(A block of data)

________

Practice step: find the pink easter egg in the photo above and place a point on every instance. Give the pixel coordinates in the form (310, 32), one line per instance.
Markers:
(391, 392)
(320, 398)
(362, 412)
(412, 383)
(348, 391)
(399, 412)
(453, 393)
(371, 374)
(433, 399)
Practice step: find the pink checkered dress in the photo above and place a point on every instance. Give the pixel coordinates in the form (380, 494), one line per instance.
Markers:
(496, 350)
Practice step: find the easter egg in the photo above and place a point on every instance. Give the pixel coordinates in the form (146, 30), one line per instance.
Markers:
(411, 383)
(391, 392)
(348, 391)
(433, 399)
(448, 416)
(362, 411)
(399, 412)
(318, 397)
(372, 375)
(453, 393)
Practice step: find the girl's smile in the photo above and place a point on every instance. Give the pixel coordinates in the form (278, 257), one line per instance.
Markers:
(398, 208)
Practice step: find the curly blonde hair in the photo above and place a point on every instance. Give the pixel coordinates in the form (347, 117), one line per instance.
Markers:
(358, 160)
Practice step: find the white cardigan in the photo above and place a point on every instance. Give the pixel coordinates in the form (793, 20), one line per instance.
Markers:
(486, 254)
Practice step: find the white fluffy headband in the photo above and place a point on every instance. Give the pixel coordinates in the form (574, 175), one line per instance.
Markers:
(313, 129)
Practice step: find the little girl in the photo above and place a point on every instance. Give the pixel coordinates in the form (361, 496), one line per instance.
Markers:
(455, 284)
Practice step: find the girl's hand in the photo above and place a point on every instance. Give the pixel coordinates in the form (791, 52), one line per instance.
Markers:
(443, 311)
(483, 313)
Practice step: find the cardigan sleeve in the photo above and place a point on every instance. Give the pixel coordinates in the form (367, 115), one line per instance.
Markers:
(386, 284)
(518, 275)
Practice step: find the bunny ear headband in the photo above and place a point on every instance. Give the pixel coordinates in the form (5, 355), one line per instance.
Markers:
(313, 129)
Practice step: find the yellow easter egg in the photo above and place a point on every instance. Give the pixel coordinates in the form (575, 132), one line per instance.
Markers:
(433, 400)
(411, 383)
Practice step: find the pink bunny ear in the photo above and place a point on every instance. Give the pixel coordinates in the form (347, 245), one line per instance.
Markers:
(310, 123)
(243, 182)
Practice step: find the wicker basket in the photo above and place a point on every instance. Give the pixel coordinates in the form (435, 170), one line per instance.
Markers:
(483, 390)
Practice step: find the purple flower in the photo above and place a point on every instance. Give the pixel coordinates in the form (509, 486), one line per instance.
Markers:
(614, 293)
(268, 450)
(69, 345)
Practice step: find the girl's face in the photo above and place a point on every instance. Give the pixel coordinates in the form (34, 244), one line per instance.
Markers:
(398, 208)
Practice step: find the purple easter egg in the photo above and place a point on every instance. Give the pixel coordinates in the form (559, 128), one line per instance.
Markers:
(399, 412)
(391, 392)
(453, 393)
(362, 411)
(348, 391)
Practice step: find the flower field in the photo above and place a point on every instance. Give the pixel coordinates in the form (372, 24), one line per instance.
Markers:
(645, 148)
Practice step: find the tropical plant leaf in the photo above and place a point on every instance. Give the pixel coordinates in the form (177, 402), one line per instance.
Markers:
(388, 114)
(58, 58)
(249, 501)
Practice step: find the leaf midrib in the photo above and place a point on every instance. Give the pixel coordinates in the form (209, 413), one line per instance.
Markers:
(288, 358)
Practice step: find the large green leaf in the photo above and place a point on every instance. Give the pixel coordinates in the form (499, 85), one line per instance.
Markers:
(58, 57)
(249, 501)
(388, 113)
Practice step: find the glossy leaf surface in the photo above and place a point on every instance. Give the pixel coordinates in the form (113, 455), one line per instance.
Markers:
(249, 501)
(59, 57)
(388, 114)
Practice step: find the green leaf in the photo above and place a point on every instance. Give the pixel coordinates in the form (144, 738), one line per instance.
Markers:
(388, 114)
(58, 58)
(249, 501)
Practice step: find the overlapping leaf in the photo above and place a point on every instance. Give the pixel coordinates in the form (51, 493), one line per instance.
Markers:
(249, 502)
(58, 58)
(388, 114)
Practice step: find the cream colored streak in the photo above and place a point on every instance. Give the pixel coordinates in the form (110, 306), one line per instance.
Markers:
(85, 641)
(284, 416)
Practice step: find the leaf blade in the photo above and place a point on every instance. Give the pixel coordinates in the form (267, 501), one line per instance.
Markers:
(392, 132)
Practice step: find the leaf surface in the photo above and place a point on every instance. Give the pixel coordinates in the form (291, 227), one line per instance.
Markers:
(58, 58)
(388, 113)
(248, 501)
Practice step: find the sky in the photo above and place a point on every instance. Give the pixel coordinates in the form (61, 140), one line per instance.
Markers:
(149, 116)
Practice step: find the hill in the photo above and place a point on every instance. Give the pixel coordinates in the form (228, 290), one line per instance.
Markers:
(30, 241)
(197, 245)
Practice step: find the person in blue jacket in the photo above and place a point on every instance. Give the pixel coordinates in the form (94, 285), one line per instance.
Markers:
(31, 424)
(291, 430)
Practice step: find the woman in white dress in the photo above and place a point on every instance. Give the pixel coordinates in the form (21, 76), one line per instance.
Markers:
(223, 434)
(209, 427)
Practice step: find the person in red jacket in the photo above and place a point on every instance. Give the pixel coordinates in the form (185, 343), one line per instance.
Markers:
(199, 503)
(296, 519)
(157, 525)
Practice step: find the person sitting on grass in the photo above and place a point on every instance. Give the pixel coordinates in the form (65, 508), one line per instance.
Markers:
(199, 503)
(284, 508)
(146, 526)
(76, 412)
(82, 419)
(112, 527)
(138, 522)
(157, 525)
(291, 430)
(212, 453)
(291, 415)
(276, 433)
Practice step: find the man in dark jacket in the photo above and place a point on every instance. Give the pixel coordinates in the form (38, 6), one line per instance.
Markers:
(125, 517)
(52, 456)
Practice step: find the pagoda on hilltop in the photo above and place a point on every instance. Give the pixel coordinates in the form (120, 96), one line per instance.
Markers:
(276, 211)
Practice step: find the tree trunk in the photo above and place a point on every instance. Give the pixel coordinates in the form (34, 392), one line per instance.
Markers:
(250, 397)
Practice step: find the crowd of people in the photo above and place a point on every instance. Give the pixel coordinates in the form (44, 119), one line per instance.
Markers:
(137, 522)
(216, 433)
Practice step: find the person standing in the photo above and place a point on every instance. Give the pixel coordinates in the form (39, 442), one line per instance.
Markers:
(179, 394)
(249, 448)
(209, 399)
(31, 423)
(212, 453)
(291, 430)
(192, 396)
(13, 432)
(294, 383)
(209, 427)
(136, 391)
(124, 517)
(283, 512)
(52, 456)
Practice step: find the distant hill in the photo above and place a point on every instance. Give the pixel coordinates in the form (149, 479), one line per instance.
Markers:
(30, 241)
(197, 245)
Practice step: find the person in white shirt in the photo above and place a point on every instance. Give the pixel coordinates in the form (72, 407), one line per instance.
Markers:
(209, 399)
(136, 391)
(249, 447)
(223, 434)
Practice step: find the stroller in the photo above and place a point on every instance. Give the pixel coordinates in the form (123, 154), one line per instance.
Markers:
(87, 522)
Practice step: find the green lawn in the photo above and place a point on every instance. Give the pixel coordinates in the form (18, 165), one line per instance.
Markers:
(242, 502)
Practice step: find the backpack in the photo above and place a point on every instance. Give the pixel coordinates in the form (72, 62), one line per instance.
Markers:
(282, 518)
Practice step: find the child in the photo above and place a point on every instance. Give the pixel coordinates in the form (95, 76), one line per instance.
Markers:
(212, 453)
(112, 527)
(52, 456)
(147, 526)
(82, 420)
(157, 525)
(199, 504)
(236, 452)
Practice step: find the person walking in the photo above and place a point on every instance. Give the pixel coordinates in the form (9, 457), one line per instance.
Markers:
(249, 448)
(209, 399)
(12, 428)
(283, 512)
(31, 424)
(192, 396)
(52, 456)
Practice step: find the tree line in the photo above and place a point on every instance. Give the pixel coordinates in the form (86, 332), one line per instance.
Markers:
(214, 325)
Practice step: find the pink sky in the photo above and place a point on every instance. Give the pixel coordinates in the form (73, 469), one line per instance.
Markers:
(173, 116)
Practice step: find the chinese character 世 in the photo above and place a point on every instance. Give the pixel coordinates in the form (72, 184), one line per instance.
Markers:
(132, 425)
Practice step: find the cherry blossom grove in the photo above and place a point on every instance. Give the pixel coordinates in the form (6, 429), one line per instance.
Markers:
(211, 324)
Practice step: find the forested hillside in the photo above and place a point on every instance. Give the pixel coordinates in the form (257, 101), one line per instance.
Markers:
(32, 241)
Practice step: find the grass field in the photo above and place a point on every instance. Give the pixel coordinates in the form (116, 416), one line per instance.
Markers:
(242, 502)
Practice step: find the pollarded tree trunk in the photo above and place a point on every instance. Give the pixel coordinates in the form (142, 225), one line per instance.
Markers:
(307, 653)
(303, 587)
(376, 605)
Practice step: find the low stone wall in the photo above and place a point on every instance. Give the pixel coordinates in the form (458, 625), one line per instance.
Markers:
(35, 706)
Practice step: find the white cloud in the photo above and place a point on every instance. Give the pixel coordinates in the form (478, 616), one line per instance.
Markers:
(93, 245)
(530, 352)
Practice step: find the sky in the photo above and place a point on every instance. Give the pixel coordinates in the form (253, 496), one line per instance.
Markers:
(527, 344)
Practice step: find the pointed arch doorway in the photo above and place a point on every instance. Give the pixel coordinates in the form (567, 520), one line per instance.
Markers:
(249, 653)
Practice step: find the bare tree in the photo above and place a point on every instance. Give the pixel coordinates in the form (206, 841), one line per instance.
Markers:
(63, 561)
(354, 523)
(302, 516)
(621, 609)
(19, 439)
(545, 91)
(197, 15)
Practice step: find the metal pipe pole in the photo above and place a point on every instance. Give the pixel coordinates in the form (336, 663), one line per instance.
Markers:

________

Exercise: Please repeat the part of the records that opens with the line containing "Practice step: find the pointed" and runs through the end of the records, copying those lines exactly.

Solution for this exercise:
Practice step: find the pointed arch doorway in the photo above and place a point on every instance. Give the pixel coordinates in the form (567, 520), one line per instance.
Markers:
(249, 653)
Practice step: find the bare tree in the photo above and place a point on every instance. Give the pixel coordinates in the form (206, 841), one line per instance.
Markers:
(63, 561)
(354, 523)
(302, 516)
(621, 609)
(19, 439)
(545, 91)
(197, 15)
Practice step: find the metal pipe pole in the photo above and place a point on every instance. Give the pixel coordinates in the form (336, 663), one line per instance.
Markers:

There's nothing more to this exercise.